## What is required
Rewrite the entries below, replacing every "Would you be able to locate" with "Can you find" and leaving everything else unchanged. Leave out the pictures.

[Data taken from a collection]
####################
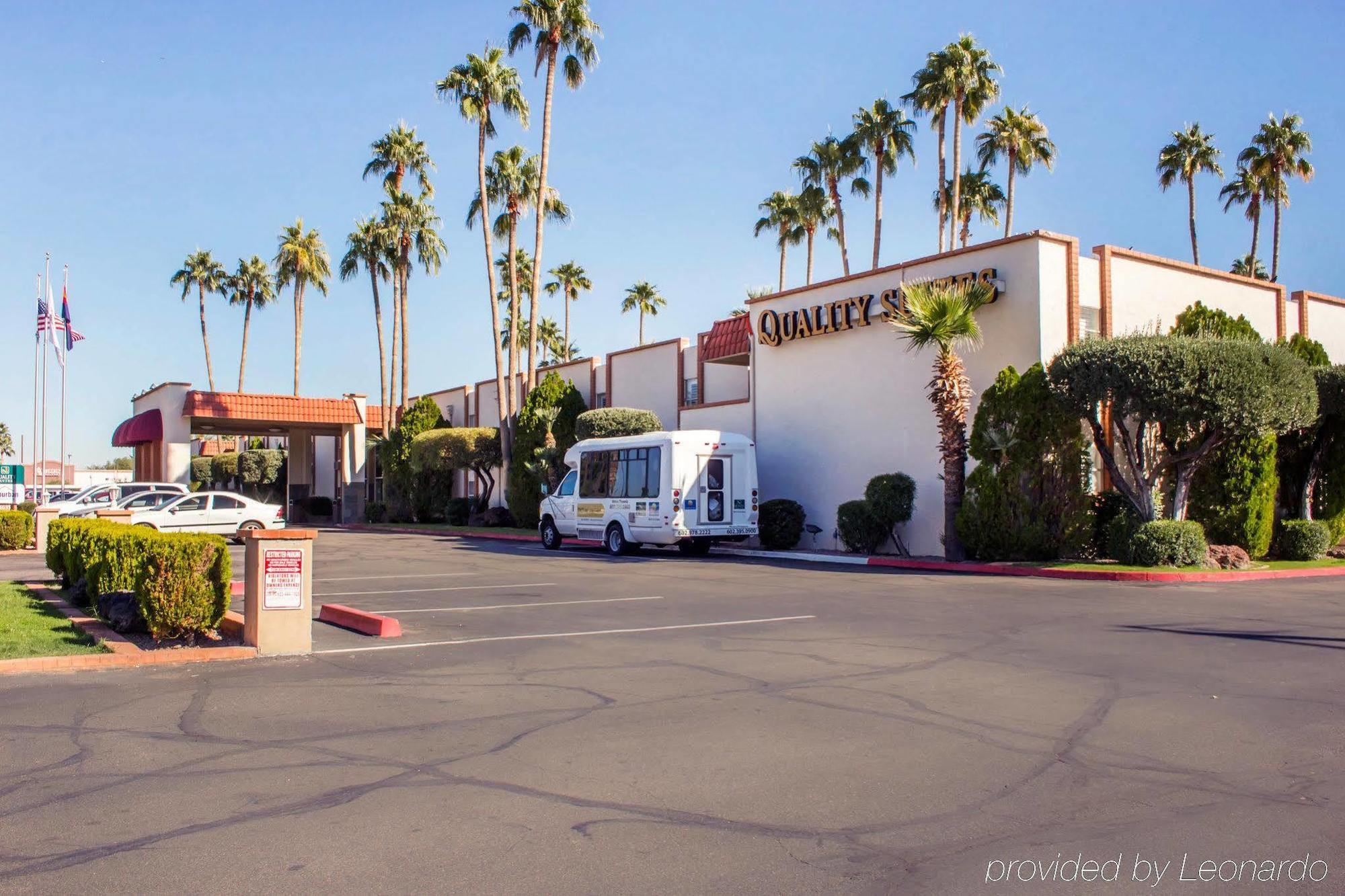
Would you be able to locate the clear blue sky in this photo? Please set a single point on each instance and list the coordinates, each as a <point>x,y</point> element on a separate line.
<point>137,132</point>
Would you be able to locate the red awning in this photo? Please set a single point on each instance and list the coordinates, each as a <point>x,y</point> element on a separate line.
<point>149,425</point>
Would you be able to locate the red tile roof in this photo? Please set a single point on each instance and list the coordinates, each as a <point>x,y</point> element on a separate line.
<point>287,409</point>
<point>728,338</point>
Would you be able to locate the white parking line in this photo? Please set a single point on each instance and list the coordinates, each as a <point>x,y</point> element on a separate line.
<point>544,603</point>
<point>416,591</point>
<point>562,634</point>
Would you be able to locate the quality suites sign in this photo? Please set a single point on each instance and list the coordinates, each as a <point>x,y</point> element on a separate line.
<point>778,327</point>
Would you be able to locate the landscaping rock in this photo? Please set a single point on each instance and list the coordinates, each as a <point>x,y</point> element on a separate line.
####################
## Exercise output
Can you find the clear blue sky in this photo? Please set a single point on each instance and list the coordinates, each as a <point>x,y</point> element on a separate line.
<point>137,132</point>
Can you find the red awning in this photo? Please set a single point on each instance and list the coordinates, each as a <point>x,y</point> element on a separate line.
<point>149,425</point>
Can you find the red tile roof in this photo? Please set a single point on each instance and list the coordinates, each as a <point>x,y</point> element on a separate line.
<point>287,409</point>
<point>728,338</point>
Can you find the white parking line in this photo? Please set a single point on each instance and list the coordinates, each as a <point>x,y</point> element on a separate line.
<point>544,603</point>
<point>416,591</point>
<point>562,634</point>
Can you find the quality suites sign in this photo? Please set a single point on each instance and list the coordinates, each as a <point>x,y</point> element on a separate line.
<point>778,327</point>
Can you find the landscaping rock in this photo? Please set a single point on each instance and list the coordinates, each as a <point>x,y</point> element on a separate line.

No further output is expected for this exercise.